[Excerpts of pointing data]
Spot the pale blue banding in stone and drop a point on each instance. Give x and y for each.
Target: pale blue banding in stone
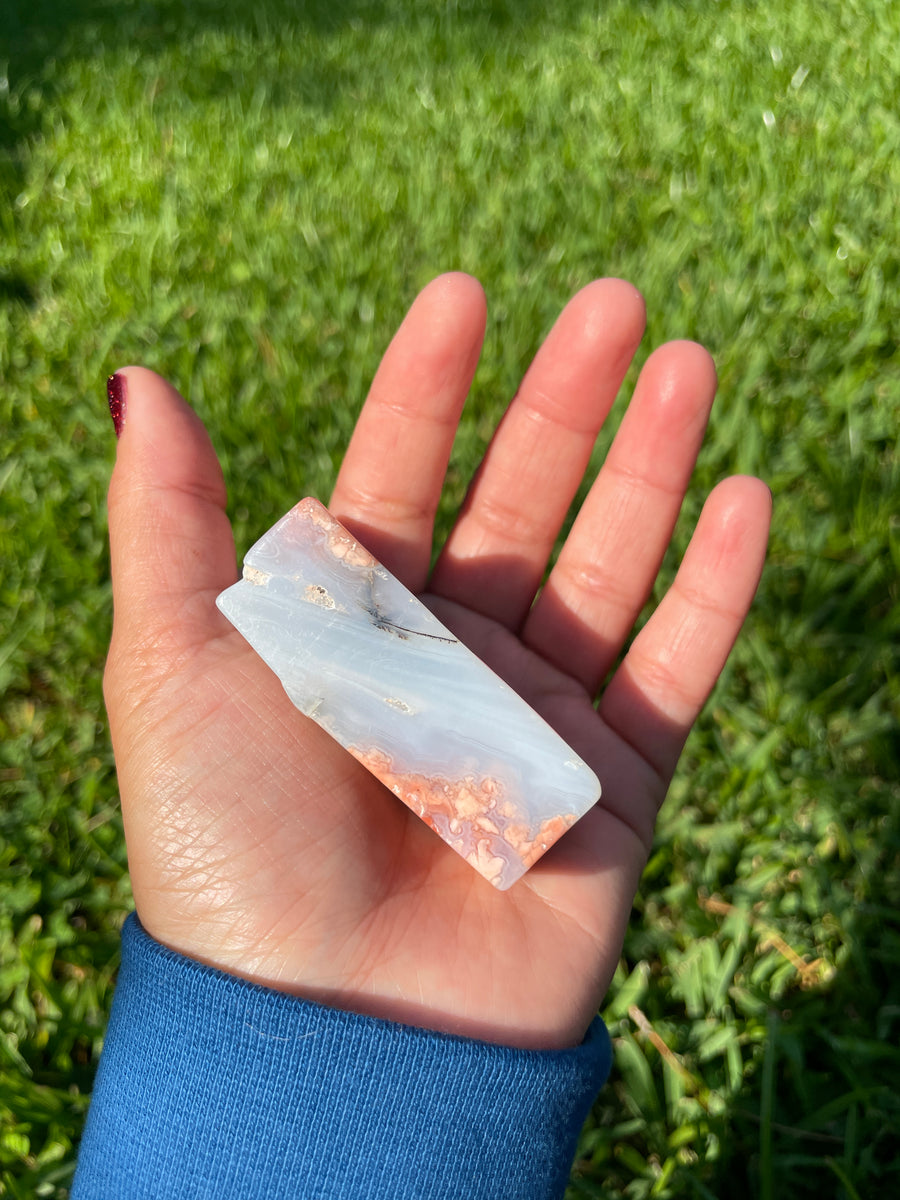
(365, 659)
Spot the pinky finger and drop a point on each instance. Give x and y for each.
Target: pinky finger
(672, 666)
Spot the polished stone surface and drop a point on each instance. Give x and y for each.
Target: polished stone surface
(365, 659)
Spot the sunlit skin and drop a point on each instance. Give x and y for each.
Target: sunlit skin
(258, 845)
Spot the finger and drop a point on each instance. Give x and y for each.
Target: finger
(390, 481)
(497, 553)
(659, 689)
(607, 567)
(171, 541)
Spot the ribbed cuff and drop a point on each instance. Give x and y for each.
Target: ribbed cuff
(214, 1087)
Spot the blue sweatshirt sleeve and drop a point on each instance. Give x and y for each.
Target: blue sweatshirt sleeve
(214, 1087)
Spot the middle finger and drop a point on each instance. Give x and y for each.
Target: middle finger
(496, 555)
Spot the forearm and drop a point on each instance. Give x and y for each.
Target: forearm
(210, 1086)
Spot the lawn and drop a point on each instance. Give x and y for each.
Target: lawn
(247, 197)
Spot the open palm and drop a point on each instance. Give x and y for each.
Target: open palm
(258, 845)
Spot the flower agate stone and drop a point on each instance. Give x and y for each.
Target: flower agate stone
(360, 655)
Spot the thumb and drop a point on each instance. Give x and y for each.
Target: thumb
(171, 541)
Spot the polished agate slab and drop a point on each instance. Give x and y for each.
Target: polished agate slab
(360, 655)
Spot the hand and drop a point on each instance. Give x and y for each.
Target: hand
(258, 845)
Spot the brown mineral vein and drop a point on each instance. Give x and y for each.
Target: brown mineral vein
(340, 543)
(471, 815)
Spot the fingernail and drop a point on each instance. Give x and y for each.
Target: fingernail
(115, 395)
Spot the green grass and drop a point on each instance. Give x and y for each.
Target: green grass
(247, 198)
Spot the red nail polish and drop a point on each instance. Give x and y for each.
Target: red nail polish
(115, 395)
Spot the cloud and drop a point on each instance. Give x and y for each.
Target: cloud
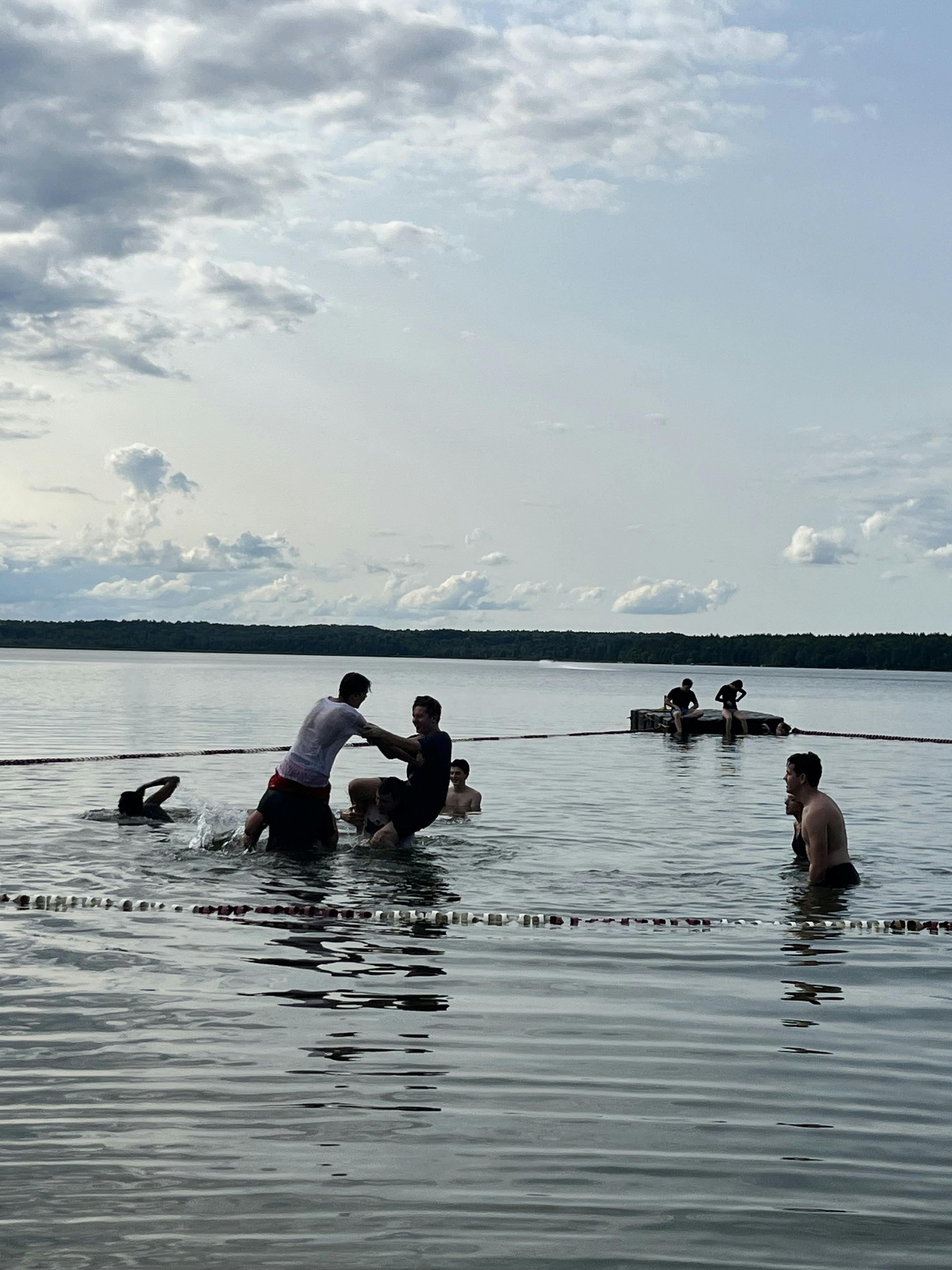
(148, 472)
(148, 588)
(833, 115)
(66, 489)
(586, 596)
(382, 243)
(818, 546)
(461, 591)
(672, 596)
(18, 432)
(11, 392)
(133, 134)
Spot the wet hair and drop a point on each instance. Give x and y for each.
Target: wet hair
(808, 765)
(391, 787)
(130, 803)
(352, 684)
(431, 705)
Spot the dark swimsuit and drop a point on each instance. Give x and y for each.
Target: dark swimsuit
(840, 876)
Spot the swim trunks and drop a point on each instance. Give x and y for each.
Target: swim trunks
(296, 823)
(840, 876)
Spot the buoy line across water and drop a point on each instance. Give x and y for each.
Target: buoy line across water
(464, 918)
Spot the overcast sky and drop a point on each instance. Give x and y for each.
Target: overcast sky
(612, 315)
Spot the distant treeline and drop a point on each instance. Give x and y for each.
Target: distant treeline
(833, 652)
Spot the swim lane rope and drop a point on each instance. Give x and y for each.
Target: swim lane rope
(460, 741)
(462, 918)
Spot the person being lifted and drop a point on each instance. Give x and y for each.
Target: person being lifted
(820, 825)
(427, 753)
(683, 704)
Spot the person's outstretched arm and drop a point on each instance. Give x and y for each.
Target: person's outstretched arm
(393, 746)
(254, 828)
(168, 787)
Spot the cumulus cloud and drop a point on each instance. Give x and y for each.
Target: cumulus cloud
(672, 596)
(133, 133)
(148, 472)
(818, 546)
(468, 590)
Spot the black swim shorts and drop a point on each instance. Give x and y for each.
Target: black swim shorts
(296, 823)
(840, 876)
(414, 815)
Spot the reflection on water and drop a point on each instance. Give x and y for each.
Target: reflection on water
(187, 1091)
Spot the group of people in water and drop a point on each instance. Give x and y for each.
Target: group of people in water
(296, 806)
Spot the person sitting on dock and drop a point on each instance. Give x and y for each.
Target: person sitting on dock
(729, 696)
(133, 804)
(795, 808)
(683, 704)
(822, 825)
(461, 798)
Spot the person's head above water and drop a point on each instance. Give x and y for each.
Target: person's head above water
(459, 771)
(353, 689)
(390, 792)
(804, 771)
(427, 712)
(131, 803)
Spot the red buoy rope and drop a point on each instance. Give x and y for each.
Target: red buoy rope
(279, 750)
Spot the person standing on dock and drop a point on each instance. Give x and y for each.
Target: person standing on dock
(683, 704)
(729, 696)
(822, 825)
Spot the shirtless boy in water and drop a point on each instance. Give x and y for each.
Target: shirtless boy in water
(461, 798)
(822, 825)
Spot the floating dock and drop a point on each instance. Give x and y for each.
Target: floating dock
(711, 721)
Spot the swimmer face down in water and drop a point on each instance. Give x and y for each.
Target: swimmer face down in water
(133, 804)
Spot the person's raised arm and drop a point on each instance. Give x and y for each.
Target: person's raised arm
(819, 846)
(254, 828)
(393, 746)
(168, 787)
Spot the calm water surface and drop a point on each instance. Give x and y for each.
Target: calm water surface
(184, 1091)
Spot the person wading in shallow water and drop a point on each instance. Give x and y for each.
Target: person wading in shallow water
(295, 808)
(822, 825)
(131, 802)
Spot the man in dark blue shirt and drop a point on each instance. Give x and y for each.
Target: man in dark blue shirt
(428, 755)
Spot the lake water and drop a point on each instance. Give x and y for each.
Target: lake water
(186, 1091)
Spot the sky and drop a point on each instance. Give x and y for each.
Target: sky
(597, 317)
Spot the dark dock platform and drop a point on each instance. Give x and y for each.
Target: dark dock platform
(711, 721)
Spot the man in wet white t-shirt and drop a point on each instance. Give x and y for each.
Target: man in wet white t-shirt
(296, 807)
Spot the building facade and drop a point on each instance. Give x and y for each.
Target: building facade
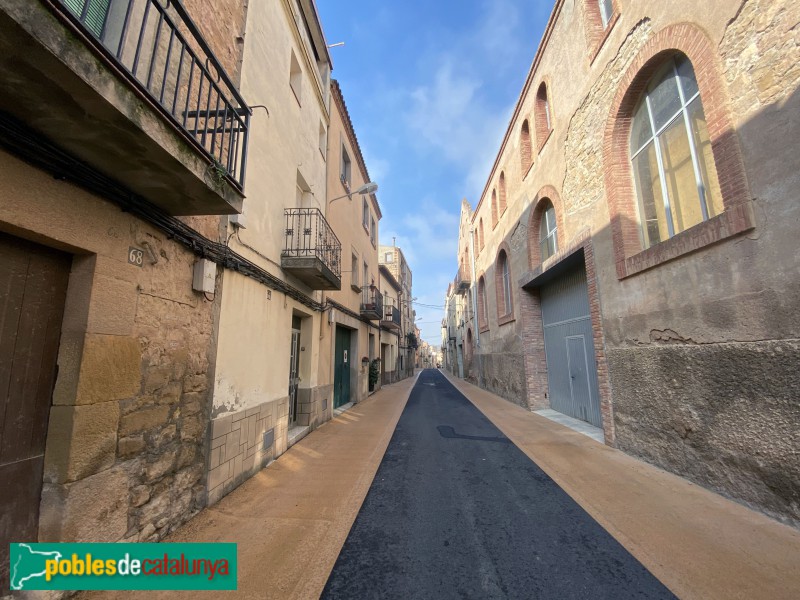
(115, 171)
(267, 380)
(393, 259)
(634, 247)
(163, 337)
(352, 334)
(391, 327)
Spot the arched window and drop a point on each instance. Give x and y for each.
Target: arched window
(548, 231)
(525, 147)
(606, 11)
(544, 123)
(671, 157)
(483, 313)
(503, 281)
(494, 209)
(502, 197)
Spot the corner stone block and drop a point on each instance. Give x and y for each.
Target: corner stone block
(143, 419)
(94, 509)
(111, 369)
(81, 441)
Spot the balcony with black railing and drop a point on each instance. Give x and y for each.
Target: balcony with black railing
(371, 303)
(391, 317)
(311, 251)
(132, 88)
(462, 280)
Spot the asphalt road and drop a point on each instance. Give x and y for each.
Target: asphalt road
(457, 511)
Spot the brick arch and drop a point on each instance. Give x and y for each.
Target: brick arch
(525, 153)
(691, 41)
(543, 105)
(547, 192)
(502, 316)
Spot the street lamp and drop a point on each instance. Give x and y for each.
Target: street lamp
(368, 188)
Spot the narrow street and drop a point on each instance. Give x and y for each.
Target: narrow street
(458, 511)
(434, 488)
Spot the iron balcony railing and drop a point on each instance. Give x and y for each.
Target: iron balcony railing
(308, 235)
(371, 301)
(391, 315)
(161, 51)
(463, 279)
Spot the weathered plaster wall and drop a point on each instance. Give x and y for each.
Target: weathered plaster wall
(701, 349)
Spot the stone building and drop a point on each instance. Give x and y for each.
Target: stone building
(635, 244)
(393, 259)
(163, 338)
(115, 171)
(351, 331)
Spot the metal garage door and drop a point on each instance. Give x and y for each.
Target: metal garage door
(569, 347)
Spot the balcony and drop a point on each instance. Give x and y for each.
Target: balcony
(131, 88)
(311, 251)
(391, 318)
(371, 303)
(462, 280)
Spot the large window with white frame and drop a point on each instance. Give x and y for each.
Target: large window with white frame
(671, 156)
(548, 231)
(606, 11)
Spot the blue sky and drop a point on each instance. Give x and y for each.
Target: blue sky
(430, 87)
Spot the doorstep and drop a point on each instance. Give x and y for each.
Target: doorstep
(575, 424)
(296, 433)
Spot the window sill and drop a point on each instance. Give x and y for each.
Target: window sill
(602, 40)
(505, 319)
(528, 170)
(733, 221)
(544, 143)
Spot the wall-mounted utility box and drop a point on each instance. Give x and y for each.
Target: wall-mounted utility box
(205, 274)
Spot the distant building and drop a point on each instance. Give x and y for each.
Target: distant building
(393, 259)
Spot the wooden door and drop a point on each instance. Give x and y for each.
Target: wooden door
(33, 286)
(341, 374)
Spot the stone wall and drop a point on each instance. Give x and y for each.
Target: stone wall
(239, 447)
(722, 415)
(698, 335)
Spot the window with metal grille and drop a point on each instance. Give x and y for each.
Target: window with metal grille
(606, 11)
(671, 157)
(548, 232)
(92, 13)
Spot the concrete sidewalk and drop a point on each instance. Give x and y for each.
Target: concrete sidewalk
(292, 518)
(699, 544)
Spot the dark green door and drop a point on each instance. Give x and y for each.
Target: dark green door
(341, 368)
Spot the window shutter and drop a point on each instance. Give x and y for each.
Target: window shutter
(92, 13)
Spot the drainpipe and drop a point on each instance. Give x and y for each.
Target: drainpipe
(474, 295)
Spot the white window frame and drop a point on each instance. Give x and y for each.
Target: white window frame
(683, 111)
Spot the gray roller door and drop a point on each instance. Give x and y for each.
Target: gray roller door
(569, 347)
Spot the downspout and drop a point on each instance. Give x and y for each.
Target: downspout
(474, 295)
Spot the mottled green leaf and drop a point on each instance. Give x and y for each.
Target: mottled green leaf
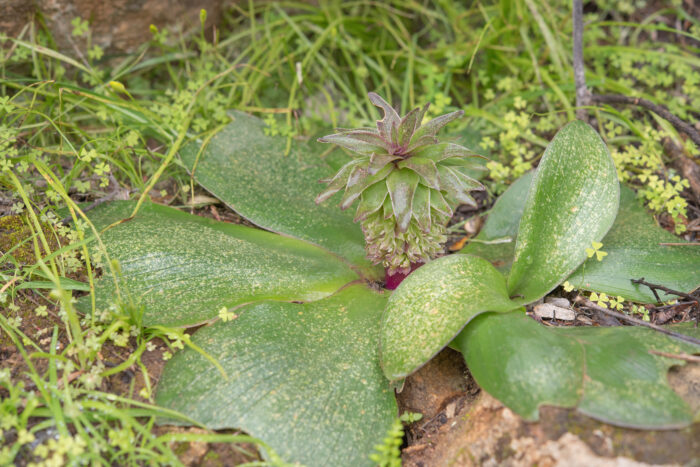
(607, 373)
(402, 185)
(303, 378)
(352, 143)
(248, 171)
(182, 269)
(496, 240)
(633, 245)
(432, 305)
(635, 250)
(338, 182)
(573, 201)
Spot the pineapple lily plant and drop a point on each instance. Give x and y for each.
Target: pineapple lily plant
(308, 352)
(407, 185)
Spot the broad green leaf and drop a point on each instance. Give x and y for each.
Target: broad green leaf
(635, 250)
(248, 171)
(573, 201)
(432, 305)
(181, 269)
(607, 373)
(303, 378)
(633, 245)
(496, 240)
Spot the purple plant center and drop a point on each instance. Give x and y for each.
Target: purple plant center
(393, 280)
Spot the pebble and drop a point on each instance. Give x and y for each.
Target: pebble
(558, 301)
(549, 310)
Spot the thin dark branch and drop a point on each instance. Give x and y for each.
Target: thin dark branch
(582, 93)
(681, 356)
(623, 317)
(659, 110)
(655, 287)
(108, 197)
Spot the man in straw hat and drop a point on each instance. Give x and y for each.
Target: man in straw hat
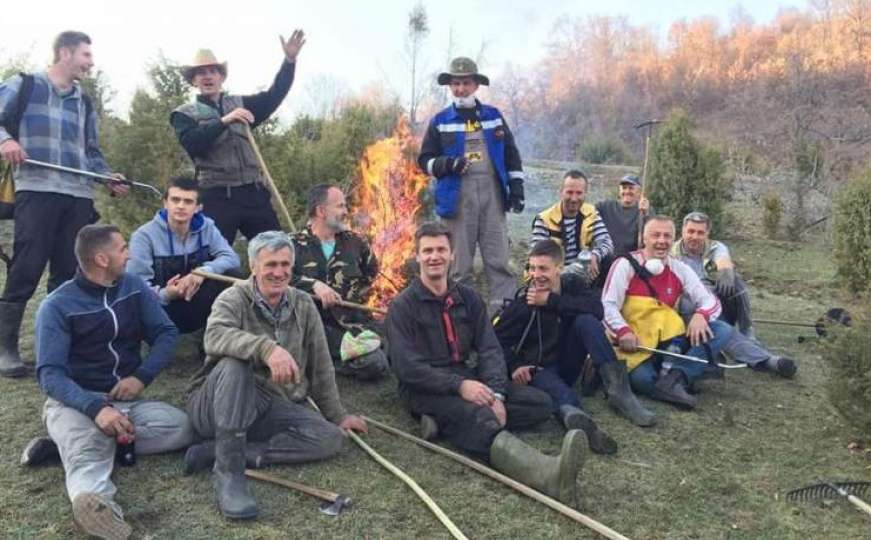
(470, 151)
(212, 130)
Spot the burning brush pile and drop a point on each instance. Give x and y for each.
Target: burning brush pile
(388, 197)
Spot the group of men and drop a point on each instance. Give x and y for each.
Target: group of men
(279, 337)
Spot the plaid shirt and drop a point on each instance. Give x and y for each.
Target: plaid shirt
(53, 129)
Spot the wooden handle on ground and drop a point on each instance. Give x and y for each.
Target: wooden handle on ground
(342, 303)
(860, 504)
(277, 201)
(396, 471)
(322, 494)
(523, 488)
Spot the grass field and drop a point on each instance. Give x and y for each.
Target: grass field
(720, 472)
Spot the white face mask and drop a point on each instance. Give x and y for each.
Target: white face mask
(654, 266)
(464, 103)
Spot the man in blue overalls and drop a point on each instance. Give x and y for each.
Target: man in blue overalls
(470, 151)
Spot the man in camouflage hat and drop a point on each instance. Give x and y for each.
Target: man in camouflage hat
(470, 151)
(212, 131)
(335, 264)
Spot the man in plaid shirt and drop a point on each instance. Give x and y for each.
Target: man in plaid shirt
(58, 126)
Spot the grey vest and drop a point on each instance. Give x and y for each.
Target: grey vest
(230, 161)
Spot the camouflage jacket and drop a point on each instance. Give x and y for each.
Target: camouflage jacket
(350, 271)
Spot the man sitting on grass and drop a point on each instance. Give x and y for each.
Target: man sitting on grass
(711, 261)
(88, 337)
(452, 373)
(546, 333)
(266, 352)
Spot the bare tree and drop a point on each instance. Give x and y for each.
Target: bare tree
(418, 30)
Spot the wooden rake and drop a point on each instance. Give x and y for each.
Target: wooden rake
(826, 490)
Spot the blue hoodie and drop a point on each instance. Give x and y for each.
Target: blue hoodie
(157, 253)
(88, 337)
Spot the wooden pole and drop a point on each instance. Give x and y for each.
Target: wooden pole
(277, 202)
(571, 513)
(396, 471)
(231, 280)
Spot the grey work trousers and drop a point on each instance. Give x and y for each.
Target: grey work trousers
(233, 399)
(480, 222)
(88, 455)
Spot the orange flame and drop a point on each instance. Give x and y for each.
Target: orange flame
(387, 202)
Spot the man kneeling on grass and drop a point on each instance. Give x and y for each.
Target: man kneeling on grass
(546, 333)
(88, 336)
(452, 373)
(266, 351)
(640, 300)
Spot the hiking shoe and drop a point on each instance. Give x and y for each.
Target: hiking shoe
(39, 451)
(429, 429)
(96, 517)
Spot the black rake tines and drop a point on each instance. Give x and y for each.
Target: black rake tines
(828, 491)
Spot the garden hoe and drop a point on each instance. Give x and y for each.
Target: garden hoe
(333, 506)
(848, 490)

## EXERCISE PROMPT
Print exactly the lines above, starting at the line that contains "Spot the grey work" and ending with the last line of the records, both included.

## CORRECT OUTPUT
Spot the grey work trousers and drop a point on each instance. Give x and y for each.
Target: grey work trousers
(233, 399)
(480, 222)
(88, 455)
Spot the orange flame and drop a point on each instance. Give x and y for each.
Target: orange flame
(387, 202)
Spot the man kneeling on grass and drop a point on each instance. Give x and y for each.
Target: man kneeling on grass
(546, 333)
(88, 336)
(452, 373)
(266, 351)
(640, 300)
Spot the hiking shoe and drop a point on each instance. Give x and y for each.
Target: hiking shoe
(39, 451)
(429, 429)
(96, 517)
Spot the black rake tines and drop a point on each instance. Give x and y for each.
Target: black rake tines
(828, 491)
Spot the garden hoe and drop a point on each instance. Give x and y for each.
Target: garden hoe
(333, 506)
(848, 490)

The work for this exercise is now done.